EXERCISE PASSAGE ▸
A year before they hit pay-dirt with Easy Rider, production entity BBS Enterprises took another, less successful crack at film immortality, resulting in one of the oddest and most fascinating pictures of the era. Producers Bob Rafelson and Bert Schneider were the creators of The Monkees—the band and the sitcom about them—but they soon grew to loathe the pre-fab image of the group nearly as much as its members did. So they decided to burn it all down with this 1968 big-screen vehicle, penned by Rafelson and Jack Nicholson, which turned the Beatles-lite group into an avatar for a bizarre, stream-of-consciousness exploration of the era. It tanked badly with critics and audiences, but in the decades that followed, it found a cult following that recognized it as a gonzo treat and a film quite ahead of its time.

Wild in the Streets

Released (like Angels, Psych-Out, and The Trip) by venerable exploitation outfit American International Pictures, this 1968 counterculture comedy explicitly courted youthful moviegoers with a fantasy they could all get behind: the voting age is lowered from 21 to 14, resulting in rock stars and teenagers taking over government. It’s a slipshod affair, but not without its charms, and counted among its fans no less than Pauline Kael; in her influential essay “Trash, Art, and the Movies,” she wrote that Wild, while “slammed together with spit and hysteria and opportunism,” was “smart in a lot of ways that better-made pictures aren’t.”

Medium Cool

Cinematographer Haskell Wexler (Who’s Afraid of Virginia Woolf, In The Heat of the Night, The Thomas Crown Affair) both shot and directed this thoughtful and often harrowing political drama, which has aged better than many of its contemporaries thanks to its deliberate blurring of the line between narrative and documentary; Wexler shot in the scorching Chicago summer of ’68, barely guessing that the protests at the Democratic National Convention would make the city into a cultural flashpoint. Those scenes still have a nerve-jangling intensity, capturing a city, and a country, at the breaking point.

WORK INSTRUCTION A ▸
For each statement below, say whether it agrees with the text on late-1960s films. Answer yes or no, and quote the words of the text that decide it.
(i) Wild in the Streets was released by American International Pictures.
(ii) In Wild in the Streets, the voting age is lowered to 18.
(iii) Medium Cool was shot in Chicago during the summer of 1968.
WORK INSTRUCTION B ▸ List every film that the text on late-1960s films says was released by American International Pictures.
WORK INSTRUCTION C ▸ According to the text on late-1960s films, who wrote the 1968 Monkees film with Bob Rafelson?

DATA SHOWN ▸
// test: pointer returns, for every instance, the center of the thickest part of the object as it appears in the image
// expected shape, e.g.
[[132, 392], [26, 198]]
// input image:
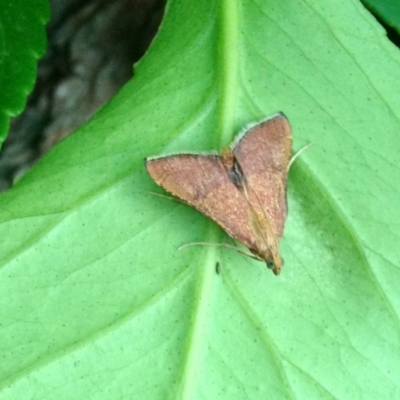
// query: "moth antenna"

WORKED SOLUTION A ▸
(i) Yes: "Released (like Angels, Psych-Out, and The Trip) by venerable exploitation outfit American International Pictures"
(ii) No: "the voting age is lowered from 21 to 14"
(iii) Yes: "Wexler shot in the scorching Chicago summer of ’68"

WORKED SOLUTION B ▸ Wild in the Streets, Angels, Psych-Out, The Trip

WORKED SOLUTION C ▸ Jack Nicholson